YOUR TASK:
Write the next part of the news article on the NSW budget's vaccine and population forecasts, starting right after its final sentence.

TEXT EXCERPT:
——
Coronavirus: Vaccine delay will hit population growth
More than 1.6 million NSW residents will have been vaccinated against COVID-19 by September next year, according to the state’s budget.
More than 1.6 million NSW residents will have been vaccinated against COVID-19 by September next year according to the state’s budget, which has warned any delay in vaccine rollout will cost the state billions and slash population growth even further.
A delayed vaccine would see a further 1 per cent decline in the state’s population compared with the latest forecast, which the state government has already revised down by 376,000 people to just under 8.4 million by 2024, in the wake of the pandemic-induced slump in net immigration.
“A vaccine for COVID-19 will start to roll out in NSW from around the middle of 2021, with 20 per cent of people vaccinated by the end of the September quarter,” the NSW budget papers, delayed from June because of the uncertainty around the pandemic, say.
The state government has assumed international borders will reopen by the end of next year and state borders are completely open by Christmas.
NSW Treasurer Dominic Perrottet slammed other states’ border following concerns in the wake of a new cluster of coronavirus cases in South Australia.
——
DATA:
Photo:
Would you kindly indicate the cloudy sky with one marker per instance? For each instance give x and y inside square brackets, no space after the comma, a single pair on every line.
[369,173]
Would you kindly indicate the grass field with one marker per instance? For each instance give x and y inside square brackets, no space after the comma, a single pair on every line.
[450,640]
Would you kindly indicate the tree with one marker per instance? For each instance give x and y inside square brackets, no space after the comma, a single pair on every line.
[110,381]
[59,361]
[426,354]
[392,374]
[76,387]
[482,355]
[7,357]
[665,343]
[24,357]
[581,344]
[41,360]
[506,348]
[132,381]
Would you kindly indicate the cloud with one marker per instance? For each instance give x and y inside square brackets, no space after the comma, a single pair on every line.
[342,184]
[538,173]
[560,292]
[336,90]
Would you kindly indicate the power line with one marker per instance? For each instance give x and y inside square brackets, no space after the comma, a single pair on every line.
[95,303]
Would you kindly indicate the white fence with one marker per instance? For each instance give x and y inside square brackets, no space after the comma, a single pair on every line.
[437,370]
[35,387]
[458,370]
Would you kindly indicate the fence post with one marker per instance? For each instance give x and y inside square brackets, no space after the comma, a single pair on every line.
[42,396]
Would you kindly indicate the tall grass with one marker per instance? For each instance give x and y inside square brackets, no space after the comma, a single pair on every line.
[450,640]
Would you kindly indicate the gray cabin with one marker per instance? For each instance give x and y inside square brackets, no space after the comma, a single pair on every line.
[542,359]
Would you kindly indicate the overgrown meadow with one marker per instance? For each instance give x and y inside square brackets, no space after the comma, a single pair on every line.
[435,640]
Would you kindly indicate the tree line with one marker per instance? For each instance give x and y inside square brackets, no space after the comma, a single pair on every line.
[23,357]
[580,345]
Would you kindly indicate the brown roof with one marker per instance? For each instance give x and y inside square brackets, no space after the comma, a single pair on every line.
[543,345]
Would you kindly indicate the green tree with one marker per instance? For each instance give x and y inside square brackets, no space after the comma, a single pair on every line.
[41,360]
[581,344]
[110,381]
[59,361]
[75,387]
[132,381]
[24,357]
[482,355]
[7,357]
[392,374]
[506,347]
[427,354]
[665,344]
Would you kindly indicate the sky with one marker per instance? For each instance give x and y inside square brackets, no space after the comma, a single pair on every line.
——
RESPONSE AREA:
“Let’s open up, let’s be the free people that we are and let’s get our nation moving,” he told reporters. “We can’t control the pandemic based on lines drawn on maps.”
NSW’s population growth has collapsed from 1.4 per cent annually before the crisis to a forecast of practically zero this financial year, the lowest in 100 years, ahead of a steady forecast rise back to 1.1 per cent by the end of 2024.
“A net outflow of migration is expected for the first time since 1946, with no catch-up in subsequent years, leaving the level of population permanently lower than expected prior to the pandemic,” the state Treasury said.
“A gradual return of international students and permanent migrants is assumed from the latter part of 2021,” the budget papers say, noting student commencements in the state fell 17 per cent in the first eight months of 2020 compared with the corresponding period last year.